**Work task**
Take the line that contains "x=460, y=240" as the first line and the final line of the records as the last; return exactly those lines and the lines between.
-------- The records --------
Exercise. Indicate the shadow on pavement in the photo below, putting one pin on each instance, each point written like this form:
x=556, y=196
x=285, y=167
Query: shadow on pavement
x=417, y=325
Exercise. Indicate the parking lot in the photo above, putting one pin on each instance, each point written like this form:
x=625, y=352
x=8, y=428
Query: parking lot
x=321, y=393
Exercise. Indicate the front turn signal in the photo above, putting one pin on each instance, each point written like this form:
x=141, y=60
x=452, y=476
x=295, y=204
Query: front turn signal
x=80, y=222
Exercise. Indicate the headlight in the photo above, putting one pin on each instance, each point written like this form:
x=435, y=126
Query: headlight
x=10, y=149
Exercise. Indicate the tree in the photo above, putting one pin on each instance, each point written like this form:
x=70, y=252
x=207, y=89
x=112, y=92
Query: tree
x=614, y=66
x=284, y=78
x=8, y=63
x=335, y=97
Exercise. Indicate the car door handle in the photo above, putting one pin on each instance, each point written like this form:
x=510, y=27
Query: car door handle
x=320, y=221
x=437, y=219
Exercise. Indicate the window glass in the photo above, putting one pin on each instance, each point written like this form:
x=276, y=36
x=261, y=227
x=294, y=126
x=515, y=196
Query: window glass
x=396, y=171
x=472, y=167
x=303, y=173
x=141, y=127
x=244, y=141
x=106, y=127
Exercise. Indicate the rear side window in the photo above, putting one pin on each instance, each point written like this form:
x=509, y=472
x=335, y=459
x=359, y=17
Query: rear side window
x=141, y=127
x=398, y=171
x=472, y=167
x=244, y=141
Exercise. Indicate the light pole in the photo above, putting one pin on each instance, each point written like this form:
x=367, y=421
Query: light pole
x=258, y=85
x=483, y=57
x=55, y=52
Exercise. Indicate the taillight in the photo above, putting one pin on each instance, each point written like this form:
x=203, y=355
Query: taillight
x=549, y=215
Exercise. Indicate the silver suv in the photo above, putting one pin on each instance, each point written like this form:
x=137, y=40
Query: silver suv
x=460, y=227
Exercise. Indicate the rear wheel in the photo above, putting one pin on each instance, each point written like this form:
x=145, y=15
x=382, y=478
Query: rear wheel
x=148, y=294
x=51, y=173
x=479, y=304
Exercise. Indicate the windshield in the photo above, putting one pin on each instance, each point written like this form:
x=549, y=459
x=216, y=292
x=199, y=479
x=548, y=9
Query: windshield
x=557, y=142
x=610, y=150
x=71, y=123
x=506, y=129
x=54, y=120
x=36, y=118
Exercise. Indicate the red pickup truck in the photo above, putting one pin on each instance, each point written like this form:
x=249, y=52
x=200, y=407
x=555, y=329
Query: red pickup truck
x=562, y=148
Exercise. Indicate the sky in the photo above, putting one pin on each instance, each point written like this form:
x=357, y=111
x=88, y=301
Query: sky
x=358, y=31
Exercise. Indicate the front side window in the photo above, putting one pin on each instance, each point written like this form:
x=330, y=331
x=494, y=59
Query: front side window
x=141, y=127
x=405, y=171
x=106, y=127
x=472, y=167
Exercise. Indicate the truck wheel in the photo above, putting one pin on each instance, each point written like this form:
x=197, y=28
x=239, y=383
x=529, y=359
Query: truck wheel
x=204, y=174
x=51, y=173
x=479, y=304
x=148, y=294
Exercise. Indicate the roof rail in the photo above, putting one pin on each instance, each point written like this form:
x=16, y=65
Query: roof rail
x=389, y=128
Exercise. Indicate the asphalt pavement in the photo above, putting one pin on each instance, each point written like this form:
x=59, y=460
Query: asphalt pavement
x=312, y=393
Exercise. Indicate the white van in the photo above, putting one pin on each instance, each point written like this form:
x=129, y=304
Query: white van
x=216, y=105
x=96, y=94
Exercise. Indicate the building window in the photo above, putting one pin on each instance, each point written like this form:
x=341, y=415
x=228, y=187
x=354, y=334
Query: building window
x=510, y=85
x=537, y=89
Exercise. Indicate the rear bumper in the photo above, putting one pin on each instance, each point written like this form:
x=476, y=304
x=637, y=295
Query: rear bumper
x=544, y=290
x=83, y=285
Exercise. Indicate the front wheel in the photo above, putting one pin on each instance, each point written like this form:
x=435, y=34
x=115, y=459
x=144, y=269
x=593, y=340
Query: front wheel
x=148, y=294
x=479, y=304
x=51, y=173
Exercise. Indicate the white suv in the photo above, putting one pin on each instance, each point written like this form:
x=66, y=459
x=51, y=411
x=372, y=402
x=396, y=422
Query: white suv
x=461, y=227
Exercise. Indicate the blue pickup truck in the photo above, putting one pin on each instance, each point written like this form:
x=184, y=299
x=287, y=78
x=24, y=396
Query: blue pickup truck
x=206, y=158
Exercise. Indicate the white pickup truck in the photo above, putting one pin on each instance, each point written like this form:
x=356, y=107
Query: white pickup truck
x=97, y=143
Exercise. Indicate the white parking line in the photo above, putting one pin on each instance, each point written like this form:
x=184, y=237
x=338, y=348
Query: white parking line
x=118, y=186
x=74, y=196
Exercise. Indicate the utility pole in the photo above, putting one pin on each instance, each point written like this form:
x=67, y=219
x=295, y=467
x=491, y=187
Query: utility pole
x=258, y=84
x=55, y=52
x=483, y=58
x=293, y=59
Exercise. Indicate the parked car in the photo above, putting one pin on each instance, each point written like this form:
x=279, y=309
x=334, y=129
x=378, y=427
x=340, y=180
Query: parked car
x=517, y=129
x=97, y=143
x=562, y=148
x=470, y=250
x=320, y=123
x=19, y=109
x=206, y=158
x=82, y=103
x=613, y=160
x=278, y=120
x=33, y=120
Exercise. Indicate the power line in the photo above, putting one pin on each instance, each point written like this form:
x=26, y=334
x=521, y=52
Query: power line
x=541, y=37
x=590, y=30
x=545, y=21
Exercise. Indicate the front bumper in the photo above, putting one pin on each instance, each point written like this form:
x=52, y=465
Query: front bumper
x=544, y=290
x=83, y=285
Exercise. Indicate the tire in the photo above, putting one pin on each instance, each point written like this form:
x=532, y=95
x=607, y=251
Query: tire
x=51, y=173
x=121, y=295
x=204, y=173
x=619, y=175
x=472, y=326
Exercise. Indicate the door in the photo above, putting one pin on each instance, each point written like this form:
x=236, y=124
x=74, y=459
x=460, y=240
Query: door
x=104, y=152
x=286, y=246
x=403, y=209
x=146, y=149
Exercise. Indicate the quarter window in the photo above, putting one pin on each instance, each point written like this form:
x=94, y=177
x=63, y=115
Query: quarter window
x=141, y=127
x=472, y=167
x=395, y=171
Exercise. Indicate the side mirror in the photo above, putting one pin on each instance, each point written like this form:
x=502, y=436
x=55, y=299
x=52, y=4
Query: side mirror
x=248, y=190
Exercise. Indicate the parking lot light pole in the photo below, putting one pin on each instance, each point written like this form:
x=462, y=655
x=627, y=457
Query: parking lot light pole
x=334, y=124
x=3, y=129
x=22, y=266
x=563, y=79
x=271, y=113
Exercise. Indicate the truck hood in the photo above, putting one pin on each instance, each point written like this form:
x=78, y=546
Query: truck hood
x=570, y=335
--------
**Response**
x=460, y=240
Query: door
x=104, y=152
x=286, y=246
x=403, y=209
x=146, y=149
Exercise. Indicate the quarter window in the photo above, putting one pin on each instance, each point written like this form:
x=94, y=177
x=63, y=115
Query: quarter window
x=141, y=127
x=472, y=167
x=395, y=171
Exercise. Indicate the side mirror in the photo above, putting one pin on each instance, each point written like this form:
x=502, y=436
x=55, y=299
x=52, y=4
Query: side mirror
x=248, y=190
Exercise. Indicate the parking lot light pole in the photo below, putting one pin on each instance, each point written like this form:
x=462, y=655
x=627, y=457
Query: parking lot light pole
x=334, y=124
x=3, y=129
x=22, y=266
x=563, y=79
x=271, y=113
Exercise. Indicate the truck hood in the photo above, putting one pin on each instance, each point written like this form:
x=78, y=546
Query: truck hood
x=570, y=335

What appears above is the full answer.